■ Job
Copy the data below word for word, leaving out the pictures.

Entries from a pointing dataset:
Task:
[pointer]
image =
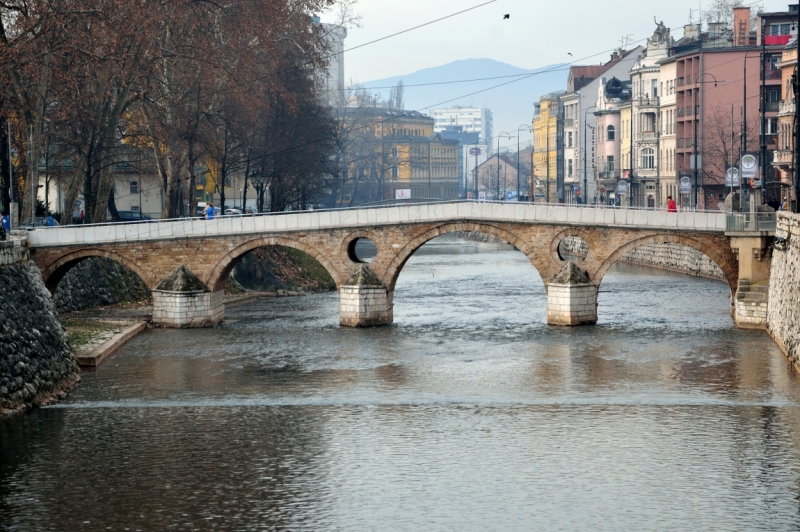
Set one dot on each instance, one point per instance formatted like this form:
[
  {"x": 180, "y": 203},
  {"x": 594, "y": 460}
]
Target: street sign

■ Final result
Task:
[pointer]
image =
Set one dot on each instance, one point per instance formatted like this form:
[
  {"x": 180, "y": 203},
  {"x": 594, "y": 460}
]
Target: street sign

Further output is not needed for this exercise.